**Work order:**
Of the lines below, write out exactly those from the line with "of the dark" through the line with "of the bridge", both included, and skip the rest.

**Data for the task:**
········

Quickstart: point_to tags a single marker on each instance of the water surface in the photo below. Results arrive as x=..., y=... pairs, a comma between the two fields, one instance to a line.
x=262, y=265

········

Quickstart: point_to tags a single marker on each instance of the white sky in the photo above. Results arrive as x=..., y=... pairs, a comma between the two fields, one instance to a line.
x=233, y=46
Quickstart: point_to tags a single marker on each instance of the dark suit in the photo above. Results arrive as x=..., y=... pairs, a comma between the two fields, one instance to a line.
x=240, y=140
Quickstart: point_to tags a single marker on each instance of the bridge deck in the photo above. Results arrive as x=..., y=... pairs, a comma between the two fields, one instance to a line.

········

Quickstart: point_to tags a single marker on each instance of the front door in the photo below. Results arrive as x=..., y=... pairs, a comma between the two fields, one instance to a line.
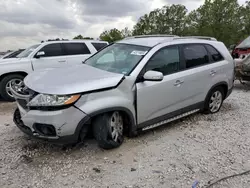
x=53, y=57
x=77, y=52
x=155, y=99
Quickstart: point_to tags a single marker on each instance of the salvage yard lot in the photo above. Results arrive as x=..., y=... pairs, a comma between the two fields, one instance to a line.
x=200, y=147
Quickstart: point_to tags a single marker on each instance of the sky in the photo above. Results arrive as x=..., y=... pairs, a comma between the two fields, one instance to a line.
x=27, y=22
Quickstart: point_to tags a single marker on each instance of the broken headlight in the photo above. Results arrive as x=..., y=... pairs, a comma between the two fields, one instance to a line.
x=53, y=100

········

**Problem solution:**
Quickstart: point_to tags a single marker on each instance of the dark suit in the photo above. Results arrive as x=..., y=... pairs, a comma between the two fields, one instance to a line.
x=240, y=140
Quickstart: point_to tags a single marker on each instance of the bridge deck in the photo above. Results arrive as x=..., y=... pairs, a comma between the two fields, one instance to a line.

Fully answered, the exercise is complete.